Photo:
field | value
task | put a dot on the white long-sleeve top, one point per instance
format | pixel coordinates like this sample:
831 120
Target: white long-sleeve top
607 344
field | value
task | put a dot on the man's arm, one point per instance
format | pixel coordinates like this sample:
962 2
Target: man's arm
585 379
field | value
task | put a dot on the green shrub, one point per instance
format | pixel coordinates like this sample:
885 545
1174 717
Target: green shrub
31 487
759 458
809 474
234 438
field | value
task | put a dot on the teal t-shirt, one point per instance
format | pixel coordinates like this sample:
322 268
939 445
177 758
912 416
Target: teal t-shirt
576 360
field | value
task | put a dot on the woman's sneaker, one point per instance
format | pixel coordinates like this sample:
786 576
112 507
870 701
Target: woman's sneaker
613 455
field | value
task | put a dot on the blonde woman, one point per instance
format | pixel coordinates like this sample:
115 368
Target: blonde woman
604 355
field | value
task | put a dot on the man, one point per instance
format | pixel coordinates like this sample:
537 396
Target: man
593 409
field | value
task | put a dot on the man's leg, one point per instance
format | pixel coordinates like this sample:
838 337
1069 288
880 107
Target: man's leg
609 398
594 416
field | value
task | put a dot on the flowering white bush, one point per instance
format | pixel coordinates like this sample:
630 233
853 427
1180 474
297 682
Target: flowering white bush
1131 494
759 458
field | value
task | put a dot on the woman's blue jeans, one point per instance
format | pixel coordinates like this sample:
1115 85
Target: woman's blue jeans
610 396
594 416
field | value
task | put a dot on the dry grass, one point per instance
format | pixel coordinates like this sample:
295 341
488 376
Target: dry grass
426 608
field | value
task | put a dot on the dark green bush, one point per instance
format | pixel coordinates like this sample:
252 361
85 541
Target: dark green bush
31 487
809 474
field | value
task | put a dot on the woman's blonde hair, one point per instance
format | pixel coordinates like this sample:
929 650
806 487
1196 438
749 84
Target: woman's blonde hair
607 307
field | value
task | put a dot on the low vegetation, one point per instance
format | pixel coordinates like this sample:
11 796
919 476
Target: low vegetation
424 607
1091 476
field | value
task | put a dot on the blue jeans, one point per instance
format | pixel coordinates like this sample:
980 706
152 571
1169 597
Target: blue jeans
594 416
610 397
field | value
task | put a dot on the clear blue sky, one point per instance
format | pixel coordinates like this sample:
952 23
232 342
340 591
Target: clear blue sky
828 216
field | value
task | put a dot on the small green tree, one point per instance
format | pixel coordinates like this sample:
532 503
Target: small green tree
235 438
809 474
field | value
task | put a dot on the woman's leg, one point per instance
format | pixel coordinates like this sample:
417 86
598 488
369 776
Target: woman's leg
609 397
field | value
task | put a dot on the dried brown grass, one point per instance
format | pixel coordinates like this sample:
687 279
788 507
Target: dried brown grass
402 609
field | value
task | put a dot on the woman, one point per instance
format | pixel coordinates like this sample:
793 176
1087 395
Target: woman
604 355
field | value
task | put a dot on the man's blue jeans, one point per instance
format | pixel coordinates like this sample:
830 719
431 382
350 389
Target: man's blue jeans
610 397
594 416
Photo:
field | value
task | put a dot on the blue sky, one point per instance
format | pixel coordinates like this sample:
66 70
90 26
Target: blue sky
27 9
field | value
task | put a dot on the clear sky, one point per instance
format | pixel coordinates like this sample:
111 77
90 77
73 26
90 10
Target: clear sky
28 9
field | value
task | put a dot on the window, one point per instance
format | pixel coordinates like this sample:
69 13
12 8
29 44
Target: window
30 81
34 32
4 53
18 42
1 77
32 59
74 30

WHAT THE TASK ASKS
Set every line of the listing down word for word.

ANSWER IN FULL
Photo:
field | value
task | put a dot on the white long-sleeve top, one point per instance
format | pixel coordinates like this sample:
831 120
Target: white long-sleeve top
607 344
field | value
task | put a dot on the man's arm, one point per instance
format | pixel coordinates like this sample:
962 2
Target: man's arm
585 379
field | value
task | put a dot on the green shrub, one point per instance
format | pixel coordinates like this sample:
885 545
1174 717
Target: green shrub
31 487
759 458
809 474
234 438
field | value
task | put a dot on the teal t-shirt, one point per instance
format | pixel coordinates like this sample:
322 268
939 445
177 758
912 416
Target: teal t-shirt
576 360
field | value
task | put a dot on the woman's sneaker, one point per instance
format | pixel coordinates like this sample:
786 576
112 507
870 701
Target: woman's sneaker
613 455
field | value
task | put a dot on the blonde woman, one point per instance
format | pixel coordinates like this sample:
115 368
Target: blonde woman
604 355
field | value
task | put a dot on the man, one point per instance
format | pixel coordinates like this sample:
537 396
Target: man
593 409
field | value
task | put a dot on the man's leg, one point per instance
format | pixel coordinates like this sample:
838 337
1069 288
880 107
Target: man's leg
609 398
594 416
field | value
task | put a dot on the flowering white bush, one point per instance
format | pixel coordinates like this sample:
630 233
853 427
1180 474
297 682
Target: flowering white bush
1131 494
759 458
field | value
task | put a dot on the woman's blue jeans, one point per instance
format | pixel coordinates like this sample:
1115 85
Target: woman's blue jeans
610 396
594 416
field | value
task | put a dot on the dry grass, one point per instance
format | pixel coordinates like this sample:
295 341
488 376
Target: dry grass
426 608
field | value
task | put a dot on the dark green bush, one point per instance
format | pixel coordinates like this sample:
252 361
85 541
Target: dark green bush
31 487
809 474
field | value
task | put a dot on the woman's blonde hair, one point per instance
format | pixel coordinates like this sample:
929 650
806 487
1196 438
749 84
Target: woman's blonde hair
607 307
field | value
task | put a dot on the low vegetation, one point per instance
format | pixel coordinates like this sample:
11 796
919 476
Target: low vegetation
424 607
1091 476
field | value
task | put a dot on the blue jeans, one point per instance
format | pixel coordinates like this sample:
980 706
152 571
1169 597
Target: blue jeans
594 416
610 397
field | value
task | put a dot on the clear blue sky, one point per instance
format | pixel coordinates like this sample:
952 23
232 342
340 591
Target: clear blue sky
828 216
field | value
task | put a dot on the small green tree, one point per instance
format | pixel coordinates like this sample:
532 503
Target: small green tree
235 438
809 474
field | value
task | put a dot on the woman's leg, one point per instance
format | pixel coordinates like this sample:
417 86
598 488
369 776
Target: woman's leg
609 397
field | value
task | put a dot on the dried brown grass, one point per instance
format | pixel coordinates like this sample:
687 279
788 507
Target: dried brown grass
402 609
field | value
task | put a dot on the woman, one point per instance
format | pixel coordinates like this sample:
793 176
1087 395
Target: woman
604 355
field | value
task | put a dot on the man's blue jeans, one point per instance
format | pixel coordinates like this sample:
830 719
431 382
350 389
Target: man's blue jeans
610 397
594 416
Photo:
field | value
task | put a dot on the blue sky, one point per instance
format | pixel coordinates like this sample:
66 70
90 26
Target: blue sky
27 9
field | value
task | put a dot on the clear sky, one point per instance
format | pixel coordinates like this sample:
111 77
90 77
73 26
90 10
Target: clear sky
28 9
field | value
task | put a dot on the window, one point per instance
format | pixel coordinates like this sample:
69 13
12 8
29 44
Target: window
30 81
34 32
4 53
18 42
1 77
32 59
74 30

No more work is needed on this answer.